By implanting genetic material from the Chinook salmon (pictured above) and the ocean pout, the scientists from the Massachusetts based company AquaBounty have created a GM fish that eats all year round rather than just in spring and summer and grows to full size in just 18 months instead of the normal three years. Newspapers have nicknamed the fish ‘Frankenfish’.

To ensure that the 'super salmon' do not interbreed with wild salmon the GM salmon - named 'AquAdvantage' are only female and are also sterile.

The company hope that they will be an efficient and safe way to produce salmon in inland fish farms, so that the wild fish can be left in the oceans.

US watchdog the Food and Drug Administration is currently considering whether the GM Atlantic salmon, but if they give the fish the go-ahead, they could be on US supermarket shelves within two to three years.

Aquaculture is already a business worth over £55 billion worldwide and over half of the fish consumed globally is raised on fish farms. British scientists have also been working on genetically modified versions of tilapia fish and edible carp.

But Lord Melchett, policy director at the Soil Association, said the new technology is not worth the risk.

"Once you have bombarded an animal with other genes, the DNA is unstable, and there is no guarantee these fish remain sterile. It poses far too great a risk to wild salmon. A fish that grows that quickly is likely to lose some of its environmental benefits. There is no such thing as a free salmon lunch and we will pay the price," he said.

## What you should do
Please write out the whole passage on genetically modified salmon, word for word. None of the lines that come next matter here.

## Information supplied
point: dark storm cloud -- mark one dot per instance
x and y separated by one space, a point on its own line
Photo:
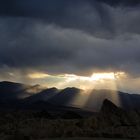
70 36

## Response for this exercise
By implanting genetic material from the Chinook salmon (pictured above) and the ocean pout, the scientists from the Massachusetts based company AquaBounty have created a GM fish that eats all year round rather than just in spring and summer and grows to full size in just 18 months instead of the normal three years. Newspapers have nicknamed the fish ‘Frankenfish’.

To ensure that the 'super salmon' do not interbreed with wild salmon the GM salmon - named 'AquAdvantage' are only female and are also sterile.

The company hope that they will be an efficient and safe way to produce salmon in inland fish farms, so that the wild fish can be left in the oceans.

US watchdog the Food and Drug Administration is currently considering whether the GM Atlantic salmon, but if they give the fish the go-ahead, they could be on US supermarket shelves within two to three years.

Aquaculture is already a business worth over £55 billion worldwide and over half of the fish consumed globally is raised on fish farms. British scientists have also been working on genetically modified versions of tilapia fish and edible carp.

But Lord Melchett, policy director at the Soil Association, said the new technology is not worth the risk.

"Once you have bombarded an animal with other genes, the DNA is unstable, and there is no guarantee these fish remain sterile. It poses far too great a risk to wild salmon. A fish that grows that quickly is likely to lose some of its environmental benefits. There is no such thing as a free salmon lunch and we will pay the price," he said.